» Task list
[1] In the text on Gracixalus lumarius, at what elevations has the frog been observed?
[2] List every taxonomic rank in the scientific classification of the text on Gracixalus lumarius, each with the value it is given.
[3] Output the passage of the text on Gracixalus lumarius from "- Authority: Rowley" to "above sea level.", word for word.

» Text

Scientific classification
- Kingdom: Animalia
- Phylum: Chordata
- Class: Amphibia
- Order: Anura
- Family: Rhacophoridae
- Genus: Gracixalus
- Species: G. lumarius
- Binomial name: Gracixalus lumarius Rowley et al., 2014

= Gracixalus lumarius =

- Authority: Rowley et al., 2014
- Conservation status: EN

Species of amphibian

Gracixalus lumarius, also known as the thorny tree frog or thorny bushfrog, is a species of rhacophorid frog. It is endemic to Vietnam and first known from Mount Ngoc Linh in Ngoc Linh Nature Reserve, Kon Tum Province. It has been observed between 1700 and 2160 meters above sea level.

==Appearance==
The adult male frog measures 38.9–41.6 mm in snout-vent length and the adult female frog about 36.3 mm. When viewed from above, the head is wider than it is long and the snout is rounded. When viewed from the side, the lower jaw appears shorter than the upper, giving the frog the appearance of an underbite. The nostrils protrude slightly, and the supratympanic fold can be difficult to see. The frog has robust forelegs with large climbing disks on the front toes. The tympanum is not obvious. The male frog has conical, white tubercles on its body. These may become more prominent during the mating season.

» Dataset entries
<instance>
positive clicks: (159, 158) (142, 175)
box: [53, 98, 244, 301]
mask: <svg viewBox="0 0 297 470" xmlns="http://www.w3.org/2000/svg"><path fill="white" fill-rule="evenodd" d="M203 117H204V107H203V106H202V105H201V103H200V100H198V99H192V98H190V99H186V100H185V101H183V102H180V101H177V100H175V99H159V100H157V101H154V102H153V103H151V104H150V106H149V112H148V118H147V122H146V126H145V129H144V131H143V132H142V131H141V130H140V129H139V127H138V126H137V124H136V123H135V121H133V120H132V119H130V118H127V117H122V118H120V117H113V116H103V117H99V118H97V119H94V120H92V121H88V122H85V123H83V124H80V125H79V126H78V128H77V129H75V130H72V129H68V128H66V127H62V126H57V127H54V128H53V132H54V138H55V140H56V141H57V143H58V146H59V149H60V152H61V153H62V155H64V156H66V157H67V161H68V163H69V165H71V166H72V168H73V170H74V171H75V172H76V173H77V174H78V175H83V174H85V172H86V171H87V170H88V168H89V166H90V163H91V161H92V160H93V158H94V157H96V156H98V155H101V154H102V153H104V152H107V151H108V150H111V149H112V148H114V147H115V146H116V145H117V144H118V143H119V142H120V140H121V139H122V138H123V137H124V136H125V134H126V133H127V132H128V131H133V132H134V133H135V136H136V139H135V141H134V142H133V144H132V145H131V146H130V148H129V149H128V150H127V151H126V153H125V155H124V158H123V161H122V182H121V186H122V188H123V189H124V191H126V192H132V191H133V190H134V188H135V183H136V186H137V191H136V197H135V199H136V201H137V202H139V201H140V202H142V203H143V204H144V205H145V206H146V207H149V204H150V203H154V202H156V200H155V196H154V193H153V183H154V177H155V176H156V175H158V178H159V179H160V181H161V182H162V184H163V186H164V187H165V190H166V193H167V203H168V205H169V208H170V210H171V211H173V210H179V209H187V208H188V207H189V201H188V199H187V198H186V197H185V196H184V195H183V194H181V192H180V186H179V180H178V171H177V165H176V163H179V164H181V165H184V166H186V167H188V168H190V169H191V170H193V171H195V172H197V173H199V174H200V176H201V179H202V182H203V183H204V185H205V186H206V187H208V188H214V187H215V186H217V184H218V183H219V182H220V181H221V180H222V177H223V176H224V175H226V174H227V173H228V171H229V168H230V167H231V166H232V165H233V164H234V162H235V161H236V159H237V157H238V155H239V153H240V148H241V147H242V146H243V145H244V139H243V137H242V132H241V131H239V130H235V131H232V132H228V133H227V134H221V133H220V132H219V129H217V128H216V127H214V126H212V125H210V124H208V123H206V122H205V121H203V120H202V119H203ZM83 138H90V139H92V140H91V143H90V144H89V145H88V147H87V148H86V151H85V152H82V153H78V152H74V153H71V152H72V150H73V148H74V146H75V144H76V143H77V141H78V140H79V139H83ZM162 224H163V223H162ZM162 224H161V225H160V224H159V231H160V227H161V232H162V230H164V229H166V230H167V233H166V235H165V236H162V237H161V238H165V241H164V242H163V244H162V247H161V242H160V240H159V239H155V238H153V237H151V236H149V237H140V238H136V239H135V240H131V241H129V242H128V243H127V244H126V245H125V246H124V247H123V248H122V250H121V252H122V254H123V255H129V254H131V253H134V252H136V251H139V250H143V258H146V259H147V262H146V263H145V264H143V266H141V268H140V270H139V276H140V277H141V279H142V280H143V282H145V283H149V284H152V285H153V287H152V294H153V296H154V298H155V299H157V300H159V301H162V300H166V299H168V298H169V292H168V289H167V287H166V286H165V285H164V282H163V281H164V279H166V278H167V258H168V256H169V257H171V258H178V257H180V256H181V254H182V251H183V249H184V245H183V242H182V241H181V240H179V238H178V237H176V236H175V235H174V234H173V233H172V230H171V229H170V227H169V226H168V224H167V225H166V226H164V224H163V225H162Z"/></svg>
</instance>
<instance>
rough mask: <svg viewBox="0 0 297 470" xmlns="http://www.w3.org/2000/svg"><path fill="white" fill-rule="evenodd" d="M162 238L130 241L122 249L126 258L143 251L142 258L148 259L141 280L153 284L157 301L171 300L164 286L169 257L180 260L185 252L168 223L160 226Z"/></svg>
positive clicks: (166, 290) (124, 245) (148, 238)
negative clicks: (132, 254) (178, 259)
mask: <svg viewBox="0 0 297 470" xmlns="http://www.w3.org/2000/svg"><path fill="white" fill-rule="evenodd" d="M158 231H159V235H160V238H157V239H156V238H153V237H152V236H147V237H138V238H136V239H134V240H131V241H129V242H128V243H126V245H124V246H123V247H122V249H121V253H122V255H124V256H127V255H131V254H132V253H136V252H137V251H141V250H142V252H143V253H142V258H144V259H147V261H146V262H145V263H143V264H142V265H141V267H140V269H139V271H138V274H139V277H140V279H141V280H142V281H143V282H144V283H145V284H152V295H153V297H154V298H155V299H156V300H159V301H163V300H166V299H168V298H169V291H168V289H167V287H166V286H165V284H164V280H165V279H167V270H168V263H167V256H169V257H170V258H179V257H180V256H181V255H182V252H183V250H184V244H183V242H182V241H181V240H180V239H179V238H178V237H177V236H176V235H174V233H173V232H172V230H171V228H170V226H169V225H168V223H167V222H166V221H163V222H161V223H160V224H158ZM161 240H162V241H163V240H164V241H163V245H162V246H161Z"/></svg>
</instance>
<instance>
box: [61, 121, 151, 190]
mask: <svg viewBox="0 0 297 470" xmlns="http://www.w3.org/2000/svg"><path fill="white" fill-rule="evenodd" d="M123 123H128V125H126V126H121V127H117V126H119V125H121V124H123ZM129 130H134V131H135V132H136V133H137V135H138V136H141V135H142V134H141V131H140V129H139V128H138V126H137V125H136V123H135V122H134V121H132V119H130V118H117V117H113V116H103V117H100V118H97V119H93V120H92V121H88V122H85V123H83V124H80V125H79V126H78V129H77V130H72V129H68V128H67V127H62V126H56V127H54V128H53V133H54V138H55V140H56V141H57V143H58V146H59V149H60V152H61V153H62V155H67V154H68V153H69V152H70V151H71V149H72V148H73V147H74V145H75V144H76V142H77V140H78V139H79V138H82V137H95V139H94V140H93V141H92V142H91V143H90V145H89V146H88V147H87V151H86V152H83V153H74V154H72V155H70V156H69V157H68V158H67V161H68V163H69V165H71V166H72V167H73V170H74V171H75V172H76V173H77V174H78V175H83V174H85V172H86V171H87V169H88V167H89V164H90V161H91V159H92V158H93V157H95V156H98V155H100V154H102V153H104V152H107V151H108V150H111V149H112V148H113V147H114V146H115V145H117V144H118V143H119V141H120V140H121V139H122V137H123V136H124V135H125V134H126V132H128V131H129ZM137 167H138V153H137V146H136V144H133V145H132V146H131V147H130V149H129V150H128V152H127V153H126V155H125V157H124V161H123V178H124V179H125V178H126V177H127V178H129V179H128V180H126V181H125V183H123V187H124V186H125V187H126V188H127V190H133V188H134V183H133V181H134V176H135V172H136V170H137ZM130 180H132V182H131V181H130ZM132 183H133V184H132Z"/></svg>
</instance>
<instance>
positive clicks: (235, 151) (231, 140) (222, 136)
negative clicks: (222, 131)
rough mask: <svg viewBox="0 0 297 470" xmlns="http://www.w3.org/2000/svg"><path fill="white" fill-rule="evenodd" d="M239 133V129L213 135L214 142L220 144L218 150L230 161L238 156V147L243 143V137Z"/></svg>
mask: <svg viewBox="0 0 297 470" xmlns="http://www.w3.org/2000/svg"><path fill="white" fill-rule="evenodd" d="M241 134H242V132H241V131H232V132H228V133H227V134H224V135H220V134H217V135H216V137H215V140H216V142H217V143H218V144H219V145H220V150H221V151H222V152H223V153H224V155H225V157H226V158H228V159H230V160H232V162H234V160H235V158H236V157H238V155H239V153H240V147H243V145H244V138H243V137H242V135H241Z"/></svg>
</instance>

» Expected results
[1] It has been observed between 1700 and 2160 meters above sea level.

[2]
Kingdom: Animalia
Phylum: Chordata
Class: Amphibia
Order: Anura
Family: Rhacophoridae
Genus: Gracixalus
Species: G. lumarius

[3]
- Authority: Rowley et al., 2014
- Conservation status: EN

Species of amphibian

Gracixalus lumarius, also known as the thorny tree frog or thorny bushfrog, is a species of rhacophorid frog. It is endemic to Vietnam and first known from Mount Ngoc Linh in Ngoc Linh Nature Reserve, Kon Tum Province. It has been observed between 1700 and 2160 meters above sea level.